▶ WHAT THIS TASK INVOLVES
For this exercise, repeat the records below exactly and omit every picture.

▶ RECORDS PROVIDED
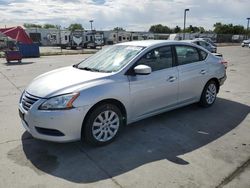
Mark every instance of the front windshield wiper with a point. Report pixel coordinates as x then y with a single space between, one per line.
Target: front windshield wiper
89 69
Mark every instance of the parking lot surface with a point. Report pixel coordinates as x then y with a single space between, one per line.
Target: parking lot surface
188 147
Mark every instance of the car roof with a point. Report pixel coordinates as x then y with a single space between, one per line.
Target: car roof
149 43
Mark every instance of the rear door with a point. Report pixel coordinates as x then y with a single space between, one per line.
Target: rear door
193 72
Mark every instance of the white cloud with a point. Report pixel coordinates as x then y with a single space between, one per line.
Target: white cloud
130 14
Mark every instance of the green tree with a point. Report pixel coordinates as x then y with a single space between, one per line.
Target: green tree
75 26
47 26
159 28
31 25
220 28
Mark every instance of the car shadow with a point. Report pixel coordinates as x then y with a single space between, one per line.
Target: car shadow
162 137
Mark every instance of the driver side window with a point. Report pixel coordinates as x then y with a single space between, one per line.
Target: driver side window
158 59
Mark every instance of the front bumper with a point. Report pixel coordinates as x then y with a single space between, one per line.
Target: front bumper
56 125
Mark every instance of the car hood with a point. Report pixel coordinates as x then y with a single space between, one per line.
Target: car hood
63 80
246 41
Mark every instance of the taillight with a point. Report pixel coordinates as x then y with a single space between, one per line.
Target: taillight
223 62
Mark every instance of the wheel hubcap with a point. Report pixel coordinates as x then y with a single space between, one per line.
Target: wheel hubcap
211 93
105 126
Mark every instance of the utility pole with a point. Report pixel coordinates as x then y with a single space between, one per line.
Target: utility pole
185 14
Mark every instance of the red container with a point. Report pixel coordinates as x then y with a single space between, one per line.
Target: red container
13 56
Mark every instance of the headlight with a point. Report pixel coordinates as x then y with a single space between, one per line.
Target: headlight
59 102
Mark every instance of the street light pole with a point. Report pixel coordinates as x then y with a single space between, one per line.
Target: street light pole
247 27
91 22
185 14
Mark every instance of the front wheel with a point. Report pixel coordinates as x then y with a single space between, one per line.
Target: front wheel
209 94
102 125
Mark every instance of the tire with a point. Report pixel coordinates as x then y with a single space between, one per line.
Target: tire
209 94
102 125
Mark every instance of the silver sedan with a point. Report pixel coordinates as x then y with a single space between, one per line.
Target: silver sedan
119 85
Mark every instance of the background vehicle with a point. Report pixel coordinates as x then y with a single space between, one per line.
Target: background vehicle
245 43
206 45
119 85
208 40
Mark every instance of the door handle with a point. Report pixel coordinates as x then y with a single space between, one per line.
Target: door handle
171 79
203 72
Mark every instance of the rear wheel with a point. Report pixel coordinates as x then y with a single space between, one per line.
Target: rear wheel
209 94
102 125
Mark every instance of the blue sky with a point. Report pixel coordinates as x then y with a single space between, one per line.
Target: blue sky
135 15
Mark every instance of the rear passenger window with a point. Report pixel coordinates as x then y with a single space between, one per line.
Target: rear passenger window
187 54
157 59
203 55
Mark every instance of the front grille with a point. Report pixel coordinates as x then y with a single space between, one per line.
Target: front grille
28 100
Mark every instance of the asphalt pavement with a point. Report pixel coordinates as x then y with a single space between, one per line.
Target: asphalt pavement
189 147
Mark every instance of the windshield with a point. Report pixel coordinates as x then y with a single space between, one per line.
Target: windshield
110 59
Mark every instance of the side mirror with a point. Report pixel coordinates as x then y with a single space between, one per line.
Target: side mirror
142 69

▶ TASK RESULT
Mark every instance of the front windshield wiper with a point. Report pixel coordinates as x then y with a single space between, one per line.
Target: front windshield wiper
89 69
Mark every instance of the parking lot surface with a point. Report pixel coordinates as x then y with a single space between, one per line.
Target: parking lot surface
188 147
Mark every instance of the car roof with a point. Report pixel coordinates as x then y with a single space between, one per line.
Target: car roof
149 43
Mark every instance of the rear door with a point. Report pixel coordinates as x then y with a single space between, one per line.
Target: rear door
193 72
Mark every instance of the white cloud with a point. Report pixel coordinates as x then y with a single space between, one per line.
Target: white cloud
130 14
Mark every instance of the green tree with a point. Report pixel coordinates as x then y with a single space between, one per line.
Target: green tree
75 26
47 26
159 28
31 25
220 28
Mark every instance of the car shadow with a point. Report pixel coordinates as x then y with a single space between, one per line.
Target: car shadow
162 137
Mark every instance of the driver side window with a point. Report pixel coordinates as x then y with a single space between, one per line.
Target: driver side window
158 59
Mark every instance of the front bumper with a point. Report pixel coordinates as x then y with a single space between, one per line.
Target: front bumper
56 125
Mark every instance of the car hood with a point. Report pixel coordinates as x then y with a single space between, one per line.
Target: car hood
63 80
246 41
Mark every instance of the taillight with a point. Report pixel coordinates as x then y with a single space between, one per line.
Target: taillight
223 62
Mark every instance of the wheel hubcap with a point. Report pixel coordinates as x then y with a single space between, one per line.
Target: wheel hubcap
211 93
105 126
Mark every instance of the utility pole with a point. Report pixel coordinates as x then y with a single space between, one per line.
Target: utility pole
185 14
Mark every instance of the red container with a point. Report pixel coordinates as x then y with a single space between, one per line.
Target: red container
13 56
Mark every instance of the headlight with a point. Report pixel coordinates as x then y with a single space between, one per line.
Target: headlight
59 102
Mark every instance of the street light pole with a point. Report pixel coordinates as x then y with a single space between, one per line.
Target: street light pole
247 27
91 22
185 14
Mark every instance of the front wheel with a point. Report pixel coordinates as x then y with a single space between, one per line.
Target: front wheel
209 94
102 125
Mark every instance of the tire with a point. Report pixel coordinates as x then y with a single space between, one per line.
Target: tire
209 94
102 125
Mark every instance of the silver sedan with a point. Report pixel coordinates as x then y with a single space between, one per line.
Target: silver sedan
119 85
Mark every instance of the background vehicle with a point. Report pixel coordinates as x then y with a single space between, one per line.
Target: background vehicle
245 43
206 45
119 85
208 40
Mark every instance of the door handle with a point. Report pixel coordinates as x then y with a single space between, one per line.
Target: door handle
171 79
203 72
Mark every instance of the rear wheel with a point. Report pixel coordinates as x then y with a single space between, one per line.
Target: rear wheel
209 94
102 125
Mark every instance of the blue sky with a point. Report pixel coordinates as x then y with a single space between, one per line.
Target: blue sky
135 15
Mark every instance of the rear passenger window with a point. Report pixel coordinates as x then y with a single space between, one per line.
Target: rear passenger window
187 54
157 59
203 55
Mark every instance of the front grille with a point. Report pixel coordinates as x then y with a single space between, one per line.
Target: front grille
28 100
Mark every instance of the asphalt pavement with a point. Report pixel coordinates as x then y with a single space between, one per line.
Target: asphalt pavement
189 147
Mark every instance of the windshield with a point. Report pixel coordinates as x then y with a single space between, one per line.
Target: windshield
110 59
Mark every instance of the side mirror with a point. Report pixel coordinates as x then y with a single space between, one per line.
Target: side mirror
142 69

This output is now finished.